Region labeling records

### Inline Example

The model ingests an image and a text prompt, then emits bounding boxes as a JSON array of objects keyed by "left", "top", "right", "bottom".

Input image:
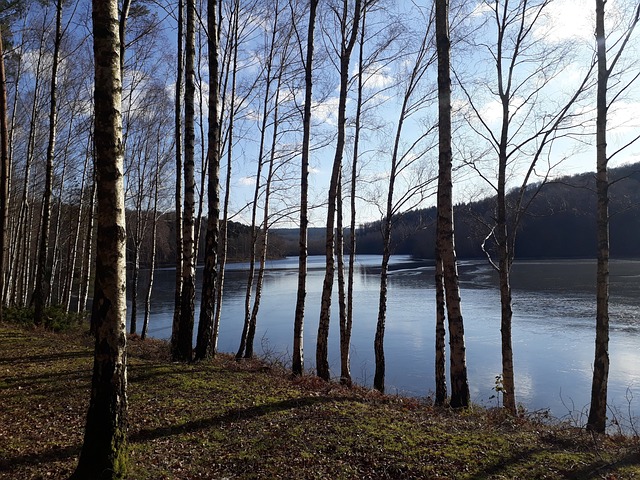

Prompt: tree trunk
[
  {"left": 291, "top": 0, "right": 318, "bottom": 375},
  {"left": 244, "top": 67, "right": 286, "bottom": 358},
  {"left": 434, "top": 251, "right": 447, "bottom": 406},
  {"left": 78, "top": 168, "right": 97, "bottom": 318},
  {"left": 316, "top": 0, "right": 362, "bottom": 380},
  {"left": 195, "top": 0, "right": 220, "bottom": 360},
  {"left": 71, "top": 0, "right": 127, "bottom": 472},
  {"left": 236, "top": 2, "right": 279, "bottom": 360},
  {"left": 171, "top": 0, "right": 196, "bottom": 361},
  {"left": 0, "top": 31, "right": 11, "bottom": 323},
  {"left": 65, "top": 144, "right": 90, "bottom": 312},
  {"left": 129, "top": 236, "right": 142, "bottom": 335},
  {"left": 435, "top": 0, "right": 470, "bottom": 408},
  {"left": 140, "top": 152, "right": 160, "bottom": 340},
  {"left": 171, "top": 0, "right": 184, "bottom": 356},
  {"left": 587, "top": 0, "right": 610, "bottom": 432},
  {"left": 211, "top": 0, "right": 240, "bottom": 355},
  {"left": 373, "top": 227, "right": 395, "bottom": 393},
  {"left": 340, "top": 2, "right": 367, "bottom": 385},
  {"left": 33, "top": 0, "right": 62, "bottom": 325},
  {"left": 336, "top": 181, "right": 351, "bottom": 385}
]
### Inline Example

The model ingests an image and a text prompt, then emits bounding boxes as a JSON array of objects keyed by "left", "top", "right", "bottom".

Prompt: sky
[{"left": 126, "top": 0, "right": 640, "bottom": 226}]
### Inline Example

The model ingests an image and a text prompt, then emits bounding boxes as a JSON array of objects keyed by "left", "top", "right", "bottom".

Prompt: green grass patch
[{"left": 0, "top": 324, "right": 640, "bottom": 480}]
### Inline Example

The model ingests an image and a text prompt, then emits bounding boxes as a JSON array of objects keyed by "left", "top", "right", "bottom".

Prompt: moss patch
[{"left": 0, "top": 325, "right": 640, "bottom": 479}]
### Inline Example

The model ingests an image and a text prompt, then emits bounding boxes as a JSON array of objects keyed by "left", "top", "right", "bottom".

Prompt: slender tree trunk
[
  {"left": 171, "top": 0, "right": 184, "bottom": 356},
  {"left": 140, "top": 156, "right": 160, "bottom": 340},
  {"left": 340, "top": 2, "right": 367, "bottom": 385},
  {"left": 171, "top": 0, "right": 196, "bottom": 361},
  {"left": 336, "top": 174, "right": 351, "bottom": 385},
  {"left": 316, "top": 0, "right": 362, "bottom": 380},
  {"left": 0, "top": 29, "right": 23, "bottom": 305},
  {"left": 129, "top": 238, "right": 142, "bottom": 335},
  {"left": 244, "top": 73, "right": 285, "bottom": 358},
  {"left": 435, "top": 0, "right": 470, "bottom": 408},
  {"left": 495, "top": 47, "right": 516, "bottom": 415},
  {"left": 71, "top": 0, "right": 127, "bottom": 472},
  {"left": 434, "top": 248, "right": 447, "bottom": 406},
  {"left": 65, "top": 144, "right": 91, "bottom": 312},
  {"left": 291, "top": 0, "right": 318, "bottom": 375},
  {"left": 0, "top": 30, "right": 11, "bottom": 323},
  {"left": 33, "top": 0, "right": 62, "bottom": 325},
  {"left": 10, "top": 26, "right": 45, "bottom": 306},
  {"left": 373, "top": 219, "right": 395, "bottom": 393},
  {"left": 587, "top": 0, "right": 610, "bottom": 432},
  {"left": 211, "top": 0, "right": 240, "bottom": 355},
  {"left": 195, "top": 0, "right": 220, "bottom": 360},
  {"left": 78, "top": 163, "right": 97, "bottom": 316},
  {"left": 236, "top": 2, "right": 279, "bottom": 360}
]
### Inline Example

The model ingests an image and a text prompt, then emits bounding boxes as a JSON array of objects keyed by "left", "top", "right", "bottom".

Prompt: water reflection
[{"left": 138, "top": 255, "right": 640, "bottom": 426}]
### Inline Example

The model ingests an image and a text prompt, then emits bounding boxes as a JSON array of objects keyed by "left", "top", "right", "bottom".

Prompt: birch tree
[
  {"left": 195, "top": 0, "right": 220, "bottom": 359},
  {"left": 456, "top": 0, "right": 589, "bottom": 414},
  {"left": 71, "top": 0, "right": 127, "bottom": 479},
  {"left": 587, "top": 0, "right": 640, "bottom": 433},
  {"left": 171, "top": 0, "right": 198, "bottom": 361},
  {"left": 0, "top": 28, "right": 11, "bottom": 323},
  {"left": 292, "top": 0, "right": 318, "bottom": 375},
  {"left": 316, "top": 0, "right": 362, "bottom": 380},
  {"left": 373, "top": 21, "right": 435, "bottom": 392},
  {"left": 435, "top": 0, "right": 470, "bottom": 408}
]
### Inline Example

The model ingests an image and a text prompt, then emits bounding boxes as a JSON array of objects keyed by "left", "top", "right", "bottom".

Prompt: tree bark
[
  {"left": 340, "top": 2, "right": 367, "bottom": 385},
  {"left": 0, "top": 30, "right": 11, "bottom": 323},
  {"left": 33, "top": 0, "right": 62, "bottom": 325},
  {"left": 211, "top": 0, "right": 240, "bottom": 355},
  {"left": 291, "top": 0, "right": 318, "bottom": 375},
  {"left": 435, "top": 0, "right": 470, "bottom": 408},
  {"left": 71, "top": 0, "right": 127, "bottom": 472},
  {"left": 587, "top": 0, "right": 610, "bottom": 432},
  {"left": 171, "top": 0, "right": 196, "bottom": 361},
  {"left": 316, "top": 0, "right": 362, "bottom": 380},
  {"left": 171, "top": 0, "right": 184, "bottom": 356},
  {"left": 140, "top": 148, "right": 160, "bottom": 340},
  {"left": 195, "top": 0, "right": 220, "bottom": 360},
  {"left": 434, "top": 251, "right": 447, "bottom": 406},
  {"left": 236, "top": 13, "right": 279, "bottom": 360}
]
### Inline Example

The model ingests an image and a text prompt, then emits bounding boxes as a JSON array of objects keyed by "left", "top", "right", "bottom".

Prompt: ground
[{"left": 0, "top": 324, "right": 640, "bottom": 480}]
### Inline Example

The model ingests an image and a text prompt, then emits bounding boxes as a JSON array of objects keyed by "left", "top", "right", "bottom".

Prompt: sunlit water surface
[{"left": 135, "top": 255, "right": 640, "bottom": 421}]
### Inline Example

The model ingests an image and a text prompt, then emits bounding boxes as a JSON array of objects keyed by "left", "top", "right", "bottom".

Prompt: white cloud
[
  {"left": 471, "top": 2, "right": 493, "bottom": 17},
  {"left": 312, "top": 97, "right": 340, "bottom": 126},
  {"left": 238, "top": 177, "right": 256, "bottom": 187},
  {"left": 536, "top": 0, "right": 595, "bottom": 42}
]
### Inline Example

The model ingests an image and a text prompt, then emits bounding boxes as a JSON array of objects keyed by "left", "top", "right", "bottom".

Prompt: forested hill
[{"left": 274, "top": 163, "right": 640, "bottom": 258}]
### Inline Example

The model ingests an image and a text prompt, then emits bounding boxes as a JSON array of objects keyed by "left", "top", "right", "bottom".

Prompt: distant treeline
[
  {"left": 141, "top": 163, "right": 640, "bottom": 265},
  {"left": 273, "top": 163, "right": 640, "bottom": 258}
]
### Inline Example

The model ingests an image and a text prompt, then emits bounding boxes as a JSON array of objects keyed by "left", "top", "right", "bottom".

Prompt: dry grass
[{"left": 0, "top": 325, "right": 640, "bottom": 479}]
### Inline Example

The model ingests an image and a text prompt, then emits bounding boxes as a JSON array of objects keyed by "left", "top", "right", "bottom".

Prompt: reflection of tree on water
[{"left": 139, "top": 255, "right": 640, "bottom": 416}]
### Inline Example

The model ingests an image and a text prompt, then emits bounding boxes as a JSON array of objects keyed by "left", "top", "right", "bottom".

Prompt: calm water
[{"left": 139, "top": 255, "right": 640, "bottom": 426}]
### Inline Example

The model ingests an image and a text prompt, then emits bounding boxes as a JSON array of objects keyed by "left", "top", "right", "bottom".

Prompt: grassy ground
[{"left": 0, "top": 324, "right": 640, "bottom": 479}]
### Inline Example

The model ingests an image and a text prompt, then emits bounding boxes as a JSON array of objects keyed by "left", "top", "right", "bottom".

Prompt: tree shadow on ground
[{"left": 129, "top": 397, "right": 353, "bottom": 443}]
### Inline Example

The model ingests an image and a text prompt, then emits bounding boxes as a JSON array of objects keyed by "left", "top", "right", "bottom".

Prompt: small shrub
[{"left": 3, "top": 305, "right": 86, "bottom": 332}]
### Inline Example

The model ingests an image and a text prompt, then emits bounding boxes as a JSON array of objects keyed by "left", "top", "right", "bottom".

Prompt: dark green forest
[{"left": 318, "top": 163, "right": 640, "bottom": 258}]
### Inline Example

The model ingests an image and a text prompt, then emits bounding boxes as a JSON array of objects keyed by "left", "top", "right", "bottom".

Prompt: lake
[{"left": 139, "top": 255, "right": 640, "bottom": 423}]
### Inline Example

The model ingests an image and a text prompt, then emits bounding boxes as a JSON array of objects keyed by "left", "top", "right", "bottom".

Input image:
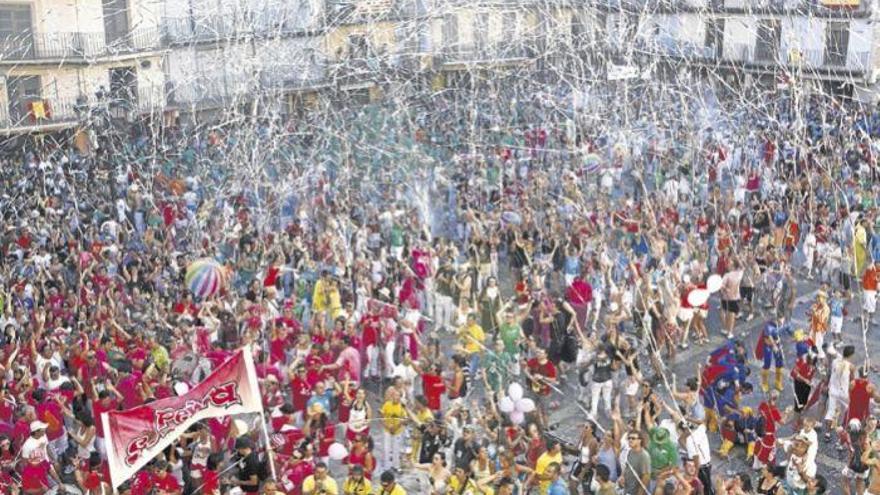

**TASK OBJECTIVE**
Pull out every line of the records above that contains the string "green", and list them in the order they appear.

**RESPONSE TO THIS EXERCISE**
Prompt: green grass patch
Prompt: dark green forest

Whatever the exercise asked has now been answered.